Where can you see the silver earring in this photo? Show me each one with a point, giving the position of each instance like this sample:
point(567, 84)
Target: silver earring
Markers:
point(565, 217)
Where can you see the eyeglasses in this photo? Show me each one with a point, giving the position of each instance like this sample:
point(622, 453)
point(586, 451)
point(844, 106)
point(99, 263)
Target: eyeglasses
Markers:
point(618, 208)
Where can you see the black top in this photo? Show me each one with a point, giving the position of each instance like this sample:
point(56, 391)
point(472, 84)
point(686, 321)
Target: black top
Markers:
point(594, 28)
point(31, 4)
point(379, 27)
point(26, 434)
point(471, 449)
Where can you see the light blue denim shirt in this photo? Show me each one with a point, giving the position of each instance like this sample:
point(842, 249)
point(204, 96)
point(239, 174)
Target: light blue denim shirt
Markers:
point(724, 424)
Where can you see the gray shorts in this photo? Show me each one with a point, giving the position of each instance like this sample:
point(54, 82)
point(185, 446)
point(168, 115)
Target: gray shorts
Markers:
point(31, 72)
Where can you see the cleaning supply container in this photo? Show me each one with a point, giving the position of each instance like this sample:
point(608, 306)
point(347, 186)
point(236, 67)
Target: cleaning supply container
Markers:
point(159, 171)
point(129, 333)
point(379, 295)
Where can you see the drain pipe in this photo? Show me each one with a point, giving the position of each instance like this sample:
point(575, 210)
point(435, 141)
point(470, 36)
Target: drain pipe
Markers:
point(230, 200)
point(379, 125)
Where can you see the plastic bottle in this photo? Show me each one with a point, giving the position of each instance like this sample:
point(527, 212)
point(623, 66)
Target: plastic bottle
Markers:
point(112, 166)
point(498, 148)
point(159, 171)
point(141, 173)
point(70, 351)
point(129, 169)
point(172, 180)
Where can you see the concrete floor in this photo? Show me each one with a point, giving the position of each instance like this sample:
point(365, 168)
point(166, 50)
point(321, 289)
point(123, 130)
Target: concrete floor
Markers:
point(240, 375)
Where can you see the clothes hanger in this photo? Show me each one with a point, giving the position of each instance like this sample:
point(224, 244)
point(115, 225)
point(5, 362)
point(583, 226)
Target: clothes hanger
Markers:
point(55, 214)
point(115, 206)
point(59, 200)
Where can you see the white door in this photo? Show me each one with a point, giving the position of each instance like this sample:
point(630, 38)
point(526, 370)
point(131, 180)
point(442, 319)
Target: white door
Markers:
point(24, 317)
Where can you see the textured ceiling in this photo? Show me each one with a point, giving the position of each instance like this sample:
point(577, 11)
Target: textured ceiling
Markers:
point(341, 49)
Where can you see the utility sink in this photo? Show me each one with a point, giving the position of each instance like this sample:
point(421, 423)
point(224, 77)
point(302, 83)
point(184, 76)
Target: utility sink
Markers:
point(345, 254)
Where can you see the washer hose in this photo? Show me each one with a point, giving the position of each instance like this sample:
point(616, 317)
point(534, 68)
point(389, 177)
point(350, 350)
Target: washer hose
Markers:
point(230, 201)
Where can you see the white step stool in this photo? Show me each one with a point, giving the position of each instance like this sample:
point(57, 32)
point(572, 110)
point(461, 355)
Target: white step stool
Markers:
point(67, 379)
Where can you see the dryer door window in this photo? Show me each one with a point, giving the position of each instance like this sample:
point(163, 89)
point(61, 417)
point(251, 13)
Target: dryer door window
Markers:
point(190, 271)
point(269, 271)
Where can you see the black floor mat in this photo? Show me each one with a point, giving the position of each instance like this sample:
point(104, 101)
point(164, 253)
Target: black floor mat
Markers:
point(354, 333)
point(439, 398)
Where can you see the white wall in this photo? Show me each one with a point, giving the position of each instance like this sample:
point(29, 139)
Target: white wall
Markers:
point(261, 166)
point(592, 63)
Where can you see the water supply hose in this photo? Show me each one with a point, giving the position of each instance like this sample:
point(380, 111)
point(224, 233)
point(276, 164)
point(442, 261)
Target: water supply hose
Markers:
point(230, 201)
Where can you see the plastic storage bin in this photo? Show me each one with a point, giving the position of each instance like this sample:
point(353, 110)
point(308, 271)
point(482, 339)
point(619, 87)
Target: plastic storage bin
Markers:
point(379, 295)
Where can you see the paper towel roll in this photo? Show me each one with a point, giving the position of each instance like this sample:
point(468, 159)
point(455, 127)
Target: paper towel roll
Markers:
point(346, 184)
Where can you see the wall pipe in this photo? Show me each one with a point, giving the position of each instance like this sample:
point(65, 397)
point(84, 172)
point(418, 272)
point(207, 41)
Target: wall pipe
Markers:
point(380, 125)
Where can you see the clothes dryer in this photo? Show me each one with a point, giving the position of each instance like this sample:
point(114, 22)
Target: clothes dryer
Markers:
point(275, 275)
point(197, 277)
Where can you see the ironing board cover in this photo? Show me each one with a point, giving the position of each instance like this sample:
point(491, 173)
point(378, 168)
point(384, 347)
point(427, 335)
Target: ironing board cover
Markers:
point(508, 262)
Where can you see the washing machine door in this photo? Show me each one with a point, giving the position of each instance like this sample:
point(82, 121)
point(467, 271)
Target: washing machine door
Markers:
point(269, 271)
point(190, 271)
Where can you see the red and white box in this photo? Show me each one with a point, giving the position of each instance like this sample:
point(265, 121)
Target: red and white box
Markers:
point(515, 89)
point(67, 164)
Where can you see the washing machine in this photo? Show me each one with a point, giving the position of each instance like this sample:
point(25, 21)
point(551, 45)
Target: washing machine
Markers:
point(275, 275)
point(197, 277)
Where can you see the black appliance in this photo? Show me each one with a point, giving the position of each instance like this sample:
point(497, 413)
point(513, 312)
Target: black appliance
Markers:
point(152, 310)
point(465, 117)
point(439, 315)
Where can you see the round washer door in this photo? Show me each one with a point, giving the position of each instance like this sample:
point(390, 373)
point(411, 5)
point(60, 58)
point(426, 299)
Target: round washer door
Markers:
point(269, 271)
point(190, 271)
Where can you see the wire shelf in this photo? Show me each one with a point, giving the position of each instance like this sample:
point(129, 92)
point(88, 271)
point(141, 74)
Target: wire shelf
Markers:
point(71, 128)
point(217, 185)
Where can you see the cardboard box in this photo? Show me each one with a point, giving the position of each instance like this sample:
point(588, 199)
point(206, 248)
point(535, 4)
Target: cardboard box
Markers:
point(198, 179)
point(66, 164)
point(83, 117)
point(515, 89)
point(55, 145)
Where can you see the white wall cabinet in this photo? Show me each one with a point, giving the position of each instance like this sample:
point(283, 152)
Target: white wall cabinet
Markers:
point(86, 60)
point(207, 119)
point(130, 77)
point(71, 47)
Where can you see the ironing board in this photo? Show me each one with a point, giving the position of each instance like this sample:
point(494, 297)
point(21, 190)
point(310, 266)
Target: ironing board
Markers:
□ □ □ □ □ □ □
Please turn the listing above into a numbered list, leaving out any blank lines.

1. Where can you see the silver earring in this photo? Show me each one with a point, giving the position of each instance like this sample:
2. point(567, 84)
3. Target: silver earring
4. Markers:
5. point(565, 217)
6. Where can you see the eyeglasses in this photo? Show me each one with a point, giving the position of each instance like this sample:
7. point(622, 453)
8. point(586, 451)
9. point(844, 106)
10. point(99, 263)
11. Target: eyeglasses
12. Markers:
13. point(618, 208)
14. Where can you see the black top in this photo? Show me each one with a point, giving the position of each instance like this sample:
15. point(56, 391)
16. point(472, 84)
17. point(686, 321)
18. Target: black top
19. Markers:
20. point(594, 28)
21. point(31, 4)
22. point(379, 27)
23. point(26, 434)
24. point(471, 449)
25. Where can you see the light blue denim shirt in this photo? Show me each one with a point, giving the position of each instance like this sample:
26. point(842, 249)
27. point(204, 96)
28. point(239, 174)
29. Target: light blue denim shirt
30. Markers:
31. point(724, 424)
32. Where can you see the gray shorts in this photo? Show me each one with a point, giving the position of each instance like this sample:
33. point(54, 82)
34. point(185, 446)
35. point(168, 115)
36. Target: gray shorts
37. Markers:
38. point(31, 72)
39. Where can you see the cleaning supply container in this photo? Show me each one with a point, giving the position of each instance like this sample:
40. point(608, 306)
41. point(347, 186)
42. point(236, 67)
43. Target: cleaning supply container
44. Markers:
45. point(159, 171)
46. point(129, 333)
47. point(379, 295)
48. Where can you see the drain pipe in this photo? Show me each one with a point, giving the position of each instance like this sample:
49. point(575, 210)
50. point(435, 141)
51. point(470, 36)
52. Target: drain pipe
53. Markers:
54. point(230, 200)
55. point(379, 125)
56. Where can you see the plastic bottle in this photo? Show me each one with a point, giving the position of each instance like this sample:
57. point(527, 212)
58. point(623, 66)
59. Target: plastic bottle
60. Markers:
61. point(112, 166)
62. point(498, 148)
63. point(159, 171)
64. point(141, 173)
65. point(70, 351)
66. point(129, 169)
67. point(172, 180)
68. Where can you see the concrete floor in this photo? Show me each one with a point, giving the position of each instance like this sample:
69. point(365, 168)
70. point(166, 50)
71. point(321, 289)
72. point(123, 130)
73. Target: concrete floor
74. Markers:
75. point(240, 375)
76. Where can you see the clothes hanger in this photo? Show me each one with a point, giving the position of each instance like this sample:
77. point(224, 244)
78. point(115, 225)
79. point(5, 362)
80. point(583, 226)
81. Target: clothes hanger
82. Markers:
83. point(55, 214)
84. point(115, 206)
85. point(59, 200)
86. Where can you see the white door in this photo? Show me each one with a point, giving the position of each instance like this sample:
87. point(630, 38)
88. point(526, 370)
89. point(131, 180)
90. point(442, 319)
91. Target: white door
92. Markers:
93. point(24, 317)
94. Where can you see the textured ceiling in this photo? Show me each one with a point, giving the position of each instance like this sample:
95. point(577, 11)
96. Target: textured ceiling
97. Markers:
98. point(341, 49)
99. Where can you see the utility sink in this photo? Show me each one with a point, giving the position of each instance like this sample:
100. point(421, 423)
101. point(224, 77)
102. point(302, 83)
103. point(184, 76)
104. Target: utility sink
105. Markers:
106. point(345, 254)
107. Where can you see the washer hose in this photo? Show me each one with a point, giving the position of each instance like this sample:
108. point(616, 317)
109. point(534, 68)
110. point(389, 177)
111. point(350, 350)
112. Target: washer hose
113. Markers:
114. point(230, 201)
115. Where can you see the white step stool in this photo? Show me each one with a point, giving the position of each instance like this sample:
116. point(57, 32)
117. point(572, 110)
118. point(461, 355)
119. Target: white step stool
120. Markers:
121. point(67, 379)
122. Where can you see the dryer door window in this photo? Show me each one with a point, giving the position of each instance like this sample:
123. point(163, 89)
124. point(61, 417)
125. point(251, 13)
126. Target: dryer door window
127. Markers:
128. point(190, 271)
129. point(269, 271)
130. Where can you see the black floor mat in this photo? Show me each one with a point, giving the position of each instance like this sample:
131. point(104, 101)
132. point(164, 253)
133. Target: black floor mat
134. Markers:
135. point(354, 333)
136. point(439, 398)
137. Where can you see the white wall in this photo? Show me each one with a point, giving the position of each instance like this sample:
138. point(29, 139)
139. Target: white wall
140. Markers:
141. point(261, 166)
142. point(592, 63)
143. Where can you see the water supply hose in this photo? Show me each one with a point, giving the position of each instance like this sample:
144. point(380, 111)
145. point(224, 233)
146. point(276, 164)
147. point(442, 261)
148. Target: water supply hose
149. Markers:
150. point(230, 201)
151. Where can you see the plastic storage bin in this photo? Show me each one with a point, giving the position of each instance like this sample:
152. point(353, 110)
153. point(308, 271)
154. point(482, 339)
155. point(619, 87)
156. Target: plastic storage bin
157. Markers:
158. point(379, 295)
159. Where can you see the paper towel roll in this photo? Show me each one with a point, giving the position of each instance like this sample:
160. point(468, 159)
161. point(455, 127)
162. Target: paper towel roll
163. Markers:
164. point(346, 184)
165. Where can you see the wall pipe in this photo? Show me each one with a point, giving the position of each instance like this sample:
166. point(65, 397)
167. point(84, 172)
168. point(418, 272)
169. point(207, 41)
170. Target: wall pipe
171. Markers:
172. point(380, 125)
173. Where can you see the clothes dryer in this photo? Show me each one with a point, giving the position of each instance like this sample:
174. point(114, 22)
175. Target: clothes dryer
176. Markers:
177. point(275, 275)
178. point(197, 277)
179. Where can you see the ironing board cover in this photo? Show me each one with a point, giving the position of each instance like this sample:
180. point(491, 173)
181. point(378, 168)
182. point(384, 347)
183. point(427, 335)
184. Target: ironing board cover
185. Markers:
186. point(508, 262)
187. Where can you see the washing machine door in this photo? Show me each one with a point, giving the position of each instance like this sample:
188. point(82, 121)
189. point(467, 271)
190. Target: washing machine door
191. Markers:
192. point(269, 271)
193. point(190, 271)
194. Where can you see the red and white box in this photo? Show me each one with a point, giving the position of each instance like this sample:
195. point(265, 121)
196. Target: red and white box
197. Markers:
198. point(515, 89)
199. point(67, 164)
200. Where can you see the washing machine in this photo? Show me each one with a point, giving the position of each instance like this sample:
201. point(25, 21)
202. point(551, 45)
203. Target: washing machine
204. Markers:
205. point(275, 275)
206. point(197, 277)
207. Where can you see the black appliance in this photo? Show me each one with a point, giving the position of each instance like this sample:
208. point(497, 413)
209. point(513, 312)
210. Target: black appliance
211. Markers:
212. point(152, 310)
213. point(465, 117)
214. point(439, 315)
215. Where can you see the round washer door in this photo? Show me each one with a point, giving the position of each instance like this sample:
216. point(390, 373)
217. point(411, 5)
218. point(60, 58)
219. point(426, 299)
220. Target: round washer door
221. Markers:
222. point(269, 271)
223. point(190, 271)
224. Where can you see the wire shelf in this photo? Show me each one with a point, giving the position of each instance like this sample:
225. point(129, 92)
226. point(88, 271)
227. point(141, 74)
228. Target: wire shelf
229. Markers:
230. point(71, 128)
231. point(217, 185)
232. Where can you see the cardboard box in this photo? Show me each one with a point, giving the position of each instance like this sample:
233. point(588, 199)
234. point(206, 248)
235. point(535, 4)
236. Target: cardboard box
237. Markers:
238. point(198, 179)
239. point(66, 164)
240. point(83, 117)
241. point(515, 89)
242. point(55, 145)
243. Where can you see the white wall cabinet in this photo? Show me each one with a point, giving the position of each instance like this sample:
244. point(283, 152)
245. Target: white wall cabinet
246. Markers:
247. point(86, 60)
248. point(207, 119)
249. point(130, 77)
250. point(71, 47)
251. Where can you see the ironing board in this photo? Show me each one with a point, giving the position of each instance like this sample:
252. point(494, 297)
253. point(21, 190)
254. point(310, 266)
255. Target: ironing board
256. Markers:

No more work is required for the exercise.